Exercise requirements -
Copy out the full DataWorks page on viewing lineage information word for word, from its title line to its last sentence.

View lineage information - DataWorks - Alibaba Cloud Documentation Center

In DataWorks Data Map, you can view detailed lineage information for tables and DataService Studio APIs on their details pages. This information helps you trace and manage data. This topic describes how to view lineages in Data Map.

Table lineages

Access

Find a table and go to its details page. Click the Lineage tab to view table-level and field-level lineage details. You can also analyze impacts, retrieve a list of descendant tables, download the list as a local file, or send change notifications by email.

Note

Data Map displays lineages between tables and between fields that are parsed from scheduling jobs and data forwarding information. Lineages from manual operations, such as temporary queries, are not included. The lineage of offline data is updated on a T+1 basis.

Limits on different types of data sources

E-MapReduce

To manage metadata for a DataLake or custom cluster in DataWorks, you must first configure EMR-HOOK in the cluster. If EMR-HOOK is not configured, data lineages cannot be displayed in DataWorks. For more information about how to configure EMR-HOOK, see Configure EMR-HOOK for Hive.

Recorded information -

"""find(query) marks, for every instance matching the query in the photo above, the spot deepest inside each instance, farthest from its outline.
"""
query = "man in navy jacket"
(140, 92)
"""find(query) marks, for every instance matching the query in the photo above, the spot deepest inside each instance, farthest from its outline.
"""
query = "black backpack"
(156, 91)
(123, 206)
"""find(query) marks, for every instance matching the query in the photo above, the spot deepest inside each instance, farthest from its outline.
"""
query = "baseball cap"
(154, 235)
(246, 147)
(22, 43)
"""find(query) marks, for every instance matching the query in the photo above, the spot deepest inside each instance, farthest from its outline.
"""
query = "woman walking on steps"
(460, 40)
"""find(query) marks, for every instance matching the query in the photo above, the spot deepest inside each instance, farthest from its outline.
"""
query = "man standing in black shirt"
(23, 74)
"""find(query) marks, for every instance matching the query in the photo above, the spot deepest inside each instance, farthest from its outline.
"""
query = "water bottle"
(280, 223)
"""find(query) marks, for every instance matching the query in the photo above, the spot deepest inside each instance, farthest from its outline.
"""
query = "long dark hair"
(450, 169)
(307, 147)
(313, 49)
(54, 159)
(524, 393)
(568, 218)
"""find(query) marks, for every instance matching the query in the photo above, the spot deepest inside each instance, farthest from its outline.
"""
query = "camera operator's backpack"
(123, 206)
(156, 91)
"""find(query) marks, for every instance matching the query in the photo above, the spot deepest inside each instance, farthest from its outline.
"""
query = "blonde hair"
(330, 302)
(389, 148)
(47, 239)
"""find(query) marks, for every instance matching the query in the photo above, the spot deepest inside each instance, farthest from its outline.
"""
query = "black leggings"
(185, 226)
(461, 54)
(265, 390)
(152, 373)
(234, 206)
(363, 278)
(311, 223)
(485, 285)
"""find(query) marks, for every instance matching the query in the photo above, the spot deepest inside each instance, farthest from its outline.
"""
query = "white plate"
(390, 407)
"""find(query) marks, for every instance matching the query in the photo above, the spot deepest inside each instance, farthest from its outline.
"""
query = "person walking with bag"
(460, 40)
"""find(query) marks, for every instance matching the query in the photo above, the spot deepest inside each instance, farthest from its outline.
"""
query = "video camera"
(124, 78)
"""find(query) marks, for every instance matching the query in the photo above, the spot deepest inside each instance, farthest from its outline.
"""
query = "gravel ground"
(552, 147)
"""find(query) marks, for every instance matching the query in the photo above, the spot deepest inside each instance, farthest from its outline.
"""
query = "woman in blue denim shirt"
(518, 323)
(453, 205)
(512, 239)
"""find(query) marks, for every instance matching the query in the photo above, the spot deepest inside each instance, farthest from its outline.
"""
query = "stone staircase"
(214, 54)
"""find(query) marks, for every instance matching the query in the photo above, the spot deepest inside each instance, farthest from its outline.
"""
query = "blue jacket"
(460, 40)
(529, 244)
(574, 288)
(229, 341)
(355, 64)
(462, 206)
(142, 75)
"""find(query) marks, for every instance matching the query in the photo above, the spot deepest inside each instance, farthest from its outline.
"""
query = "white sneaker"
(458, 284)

Answer to this exercise -
View lineage information - DataWorks - Alibaba Cloud Documentation Center

In DataWorks Data Map, you can view detailed lineage information for tables and DataService Studio APIs on their details pages. This information helps you trace and manage data. This topic describes how to view lineages in Data Map.

Table lineages

Access

Find a table and go to its details page. Click the Lineage tab to view table-level and field-level lineage details. You can also analyze impacts, retrieve a list of descendant tables, download the list as a local file, or send change notifications by email.

Note

Data Map displays lineages between tables and between fields that are parsed from scheduling jobs and data forwarding information. Lineages from manual operations, such as temporary queries, are not included. The lineage of offline data is updated on a T+1 basis.

Limits on different types of data sources

E-MapReduce

To manage metadata for a DataLake or custom cluster in DataWorks, you must first configure EMR-HOOK in the cluster. If EMR-HOOK is not configured, data lineages cannot be displayed in DataWorks. For more information about how to configure EMR-HOOK, see Configure EMR-HOOK for Hive.